WHAT TO DO>
Your answer should consist only of the records, copied exactly, with the images removed.

MATERIAL SUPPLIED>
- Opening Delimiter -

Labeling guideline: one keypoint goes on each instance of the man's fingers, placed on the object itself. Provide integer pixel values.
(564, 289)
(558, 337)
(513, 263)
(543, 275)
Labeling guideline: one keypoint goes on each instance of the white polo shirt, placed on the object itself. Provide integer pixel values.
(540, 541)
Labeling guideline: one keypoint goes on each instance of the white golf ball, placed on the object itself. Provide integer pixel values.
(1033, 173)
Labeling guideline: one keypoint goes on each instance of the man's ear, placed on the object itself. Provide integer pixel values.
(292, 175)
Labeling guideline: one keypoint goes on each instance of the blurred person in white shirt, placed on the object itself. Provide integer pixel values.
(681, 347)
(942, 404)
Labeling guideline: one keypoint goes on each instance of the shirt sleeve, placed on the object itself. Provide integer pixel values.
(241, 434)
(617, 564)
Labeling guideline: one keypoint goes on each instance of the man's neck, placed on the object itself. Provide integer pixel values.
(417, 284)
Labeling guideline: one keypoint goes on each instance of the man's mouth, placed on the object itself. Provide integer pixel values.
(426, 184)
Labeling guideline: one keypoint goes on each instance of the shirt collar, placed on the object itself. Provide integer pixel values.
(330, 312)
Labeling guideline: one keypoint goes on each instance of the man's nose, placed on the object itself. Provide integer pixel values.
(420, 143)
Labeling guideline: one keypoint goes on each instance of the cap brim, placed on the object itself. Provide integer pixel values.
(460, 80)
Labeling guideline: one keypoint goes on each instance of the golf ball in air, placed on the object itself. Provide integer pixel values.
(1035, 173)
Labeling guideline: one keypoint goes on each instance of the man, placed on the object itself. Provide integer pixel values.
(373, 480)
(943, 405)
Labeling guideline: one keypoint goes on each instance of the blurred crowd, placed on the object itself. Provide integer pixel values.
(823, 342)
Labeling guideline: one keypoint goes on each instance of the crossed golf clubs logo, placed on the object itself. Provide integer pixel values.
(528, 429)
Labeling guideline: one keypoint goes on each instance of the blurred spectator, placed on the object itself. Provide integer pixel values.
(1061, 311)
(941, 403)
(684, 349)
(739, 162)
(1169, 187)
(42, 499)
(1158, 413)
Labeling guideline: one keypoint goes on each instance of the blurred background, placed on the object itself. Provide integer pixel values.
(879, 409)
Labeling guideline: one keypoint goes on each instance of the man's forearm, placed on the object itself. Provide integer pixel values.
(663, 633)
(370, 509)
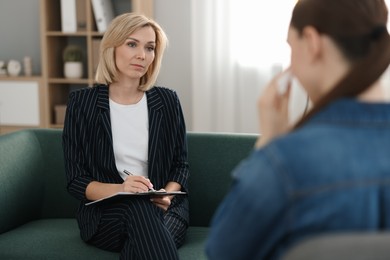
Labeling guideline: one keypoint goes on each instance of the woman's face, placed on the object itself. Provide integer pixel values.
(135, 55)
(301, 66)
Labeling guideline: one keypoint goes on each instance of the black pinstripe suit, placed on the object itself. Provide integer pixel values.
(89, 156)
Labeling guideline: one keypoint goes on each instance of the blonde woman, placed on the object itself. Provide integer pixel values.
(126, 135)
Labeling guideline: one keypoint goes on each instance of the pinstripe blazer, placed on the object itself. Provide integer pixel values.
(89, 154)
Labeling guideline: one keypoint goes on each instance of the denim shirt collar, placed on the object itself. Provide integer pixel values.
(351, 110)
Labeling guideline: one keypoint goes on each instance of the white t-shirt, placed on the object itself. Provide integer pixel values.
(130, 134)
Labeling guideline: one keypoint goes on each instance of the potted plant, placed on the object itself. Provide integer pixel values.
(73, 66)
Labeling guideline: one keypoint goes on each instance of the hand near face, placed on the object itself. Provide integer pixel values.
(273, 111)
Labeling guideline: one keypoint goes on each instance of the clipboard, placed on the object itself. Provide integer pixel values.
(119, 195)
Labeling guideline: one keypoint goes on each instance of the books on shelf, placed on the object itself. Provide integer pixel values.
(73, 15)
(103, 12)
(95, 53)
(68, 16)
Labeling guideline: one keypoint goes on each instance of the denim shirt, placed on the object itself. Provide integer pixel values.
(331, 175)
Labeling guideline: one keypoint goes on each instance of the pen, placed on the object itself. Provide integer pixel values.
(127, 172)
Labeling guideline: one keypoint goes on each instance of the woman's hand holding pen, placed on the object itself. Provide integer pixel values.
(134, 183)
(273, 110)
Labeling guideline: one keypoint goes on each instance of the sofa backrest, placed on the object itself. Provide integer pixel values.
(212, 157)
(32, 167)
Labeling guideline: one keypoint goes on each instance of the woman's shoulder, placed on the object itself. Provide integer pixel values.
(88, 91)
(163, 93)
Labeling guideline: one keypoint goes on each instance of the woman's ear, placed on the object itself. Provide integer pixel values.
(313, 42)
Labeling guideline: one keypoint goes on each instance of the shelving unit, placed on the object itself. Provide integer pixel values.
(53, 42)
(22, 103)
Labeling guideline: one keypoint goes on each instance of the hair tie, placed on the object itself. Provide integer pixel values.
(378, 31)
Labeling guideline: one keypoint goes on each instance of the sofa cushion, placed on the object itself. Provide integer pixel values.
(61, 237)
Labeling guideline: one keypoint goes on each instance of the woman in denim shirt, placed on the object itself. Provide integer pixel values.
(331, 171)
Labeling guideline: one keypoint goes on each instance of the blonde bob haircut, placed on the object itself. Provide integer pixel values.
(118, 31)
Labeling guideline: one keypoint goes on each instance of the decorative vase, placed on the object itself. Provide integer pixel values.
(73, 69)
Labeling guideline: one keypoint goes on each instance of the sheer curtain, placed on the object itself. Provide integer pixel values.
(237, 46)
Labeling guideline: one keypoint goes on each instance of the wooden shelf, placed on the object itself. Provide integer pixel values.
(53, 42)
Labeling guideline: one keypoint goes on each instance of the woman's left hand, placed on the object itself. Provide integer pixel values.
(273, 111)
(162, 202)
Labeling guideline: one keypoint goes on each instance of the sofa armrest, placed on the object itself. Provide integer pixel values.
(354, 245)
(21, 188)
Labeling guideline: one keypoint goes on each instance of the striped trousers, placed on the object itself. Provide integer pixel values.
(139, 230)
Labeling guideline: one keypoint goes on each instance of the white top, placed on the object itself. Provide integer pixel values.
(130, 135)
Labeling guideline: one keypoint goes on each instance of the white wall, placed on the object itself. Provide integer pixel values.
(175, 18)
(20, 31)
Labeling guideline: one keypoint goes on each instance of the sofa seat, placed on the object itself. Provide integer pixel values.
(31, 241)
(37, 214)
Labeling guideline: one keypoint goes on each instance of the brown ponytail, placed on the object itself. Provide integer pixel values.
(358, 27)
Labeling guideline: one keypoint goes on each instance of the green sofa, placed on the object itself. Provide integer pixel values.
(37, 214)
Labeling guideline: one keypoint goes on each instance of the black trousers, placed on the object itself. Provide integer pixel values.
(139, 230)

- Closing Delimiter -

RESPONSE AREA>
Labeling guideline: one keypoint goes on each instance of the man's fingers, placed on the object itself. Provide integer pixel values.
(564, 289)
(558, 337)
(513, 263)
(543, 275)
Labeling guideline: one keypoint goes on each instance of the white polo shirt, placed on the object itself. Provide integer pixel values.
(540, 541)
Labeling guideline: one keypoint goes on each instance of the white golf ball, placed on the object itself. Provide integer pixel values.
(1033, 173)
Labeling guideline: one keypoint goes on each instance of the man's ear, placed on the object itself. Provide integer pixel values.
(292, 175)
Labeling guideline: one keypoint goes on each instance of the blurred person in white shirt, placed on the object itself. Provide integer pixel values.
(681, 347)
(942, 404)
Labeling guideline: one keypoint goes on each instance of the shirt sleeve, placed on the object itself. Provide integer pixel values.
(241, 434)
(617, 564)
Labeling guideline: one keypoint goes on each instance of the man's neck, placed on the object itself. Provide integer pixel values.
(417, 284)
Labeling guideline: one keypoint goes on each instance of the man's mouth, placed on the object itself. Provide integer pixel values.
(426, 184)
Labeling guideline: one keypoint goes on each instance of the shirt collar, placed on the object itself. Provide integer pixel values.
(330, 312)
Labeling guideline: one keypoint goes on each instance of the man's nose, placed on the object itself. Provide integer pixel values.
(420, 143)
Labeling guideline: one keypoint goes on each instance of the cap brim, placed on the object itself. Provide integer pixel values.
(460, 80)
Labeling guideline: one keypoint goes on each instance of the golf ball in air, placed on the object itself. Provide integer pixel values.
(1035, 173)
Labeling guideline: one keypoint goes on each instance of the man, placed on the object itself. Provide integer pixel values.
(373, 480)
(943, 405)
Labeling guideline: one keypoint goes on each instance of the blurred crowd, placed on the object itself. Provide integer pixel values.
(823, 342)
Labeling guideline: one keypoint goes on each instance of the crossed golf clubs logo, placed on the object itself. Provide integer pixel values.
(528, 429)
Labeling guideline: one keypoint goes on each instance of the blurred spectator, placed on the object itself. Provide integer pixel values.
(1061, 311)
(941, 403)
(684, 349)
(739, 162)
(1169, 187)
(42, 499)
(1158, 413)
Labeling guideline: one keypoint goes on each instance of the blurred background, placed on the object itself. Provide integer pixel values.
(879, 409)
Labeling guideline: one keypoint goes on each instance of the man's forearm, placed on the object itself. Provide integer pixel values.
(663, 633)
(370, 509)
Labeling guideline: one keypoint goes on each instance of the woman's face, placed on the object itself. Provide integer pixel values.
(135, 55)
(301, 66)
Labeling guideline: one keypoint goes on each instance of the black pinstripe suit, placed on the object itself. Provide integer pixel values.
(89, 156)
Labeling guideline: one keypoint goes on each instance of the blonde woman, placed on the object itself. Provide integer pixel values.
(126, 135)
Labeling guideline: one keypoint goes on each instance of the pinstripe blazer, placed on the object itself. Provide integer pixel values.
(89, 154)
Labeling guideline: one keypoint goes on each instance of the denim shirt collar, placed on the object itself. Provide integer pixel values.
(351, 110)
Labeling guideline: one keypoint goes on each instance of the white t-shirt, placed on the object itself. Provide integer pixel values.
(130, 134)
Labeling guideline: one keypoint goes on each instance of the potted plant, placed on the object itself. Provide integer pixel values.
(73, 66)
Labeling guideline: one keypoint goes on each instance of the hand near face, placed on the object itself. Provide integer pixel values.
(273, 111)
Labeling guideline: one keypoint goes on each instance of the clipboard, placed on the object itself. Provide integer pixel values.
(119, 195)
Labeling guideline: one keypoint goes on each instance of the books on shelf, placed on the object itself. Provide integer pixel values.
(73, 15)
(103, 12)
(95, 53)
(68, 16)
Labeling guideline: one keypoint goes on each instance of the denim shirt, placed on the object itself. Provide integer pixel values.
(331, 175)
Labeling guideline: one keypoint goes on each instance of the pen, placed on the object itself. Provide integer pixel values.
(127, 172)
Labeling guideline: one keypoint goes on each instance of the woman's hand holding pen, placed on the object itself. Provide integer pixel values.
(134, 183)
(273, 110)
Labeling guideline: one keypoint goes on each instance of the sofa backrest, placed on the object itself. Provide integer pixel values.
(212, 157)
(32, 167)
Labeling guideline: one keypoint goes on each instance of the woman's shoulder, placed on the object itself. Provide integer pixel values.
(88, 91)
(163, 93)
Labeling guideline: one keypoint goes on each instance of the woman's ear, placed on the object itself. Provide integer pixel values.
(313, 42)
Labeling guideline: one keypoint goes on each instance of the shelving unit, placed on the object itself. Provide integer pixel values.
(53, 42)
(22, 103)
Labeling guideline: one keypoint goes on each instance of the hair tie, placed on the object itself. Provide integer pixel values.
(378, 31)
Labeling guideline: one keypoint goes on each instance of the sofa cushion, placed on the object itself. Provide integer pixel values.
(61, 237)
Labeling guideline: one keypoint goes on each instance of the woman in denim shirt, placed on the object itself. Provide integer pixel values.
(331, 171)
Labeling guideline: one keypoint goes on each instance of the blonde bob haircut, placed on the object itself. Provide integer pixel values.
(118, 31)
Labeling guideline: one keypoint goes on each instance of the decorative vase, placed on the object itself. Provide integer pixel values.
(73, 69)
Labeling guideline: one keypoint goes on each instance of the sheer curtain, placed on the object itself. Provide integer pixel values.
(237, 46)
Labeling guideline: one keypoint goes on each instance of the wooden shelf, placed on the object itself. Provide integer pixel values.
(53, 42)
Labeling guideline: one keypoint goes on each instance of the woman's left hand, placed on the object itself. Provide integer pixel values.
(273, 111)
(162, 202)
Labeling guideline: one keypoint goes on each instance of the sofa armrest, placed on the object itself. Provide integer pixel values.
(354, 245)
(21, 188)
Labeling guideline: one keypoint goes on each instance of the striped trousers, placed on the object itself. Provide integer pixel values.
(139, 230)
Labeling guideline: one keypoint goes on each instance of the white top, placed on the object itself. Provide integer pixel values.
(130, 135)
Labeling guideline: one keypoint goes on each instance of the white wall, placed on the object itself. Provide integer pixel values.
(175, 18)
(20, 31)
Labeling guideline: one keypoint goes on each instance of the sofa seat, placed on the object itself. Provide integer pixel values.
(31, 241)
(37, 214)
Labeling guideline: one keypoint goes on each instance of the brown ponytail, placed on the object itself. Provide integer pixel values.
(358, 27)
Labeling guideline: one keypoint goes on each instance of the green sofa, placed on the object itself. Provide integer pixel values.
(37, 214)
Labeling guideline: one keypoint goes on each instance of the black trousers, placed on the object itself. Provide integer pixel values.
(139, 230)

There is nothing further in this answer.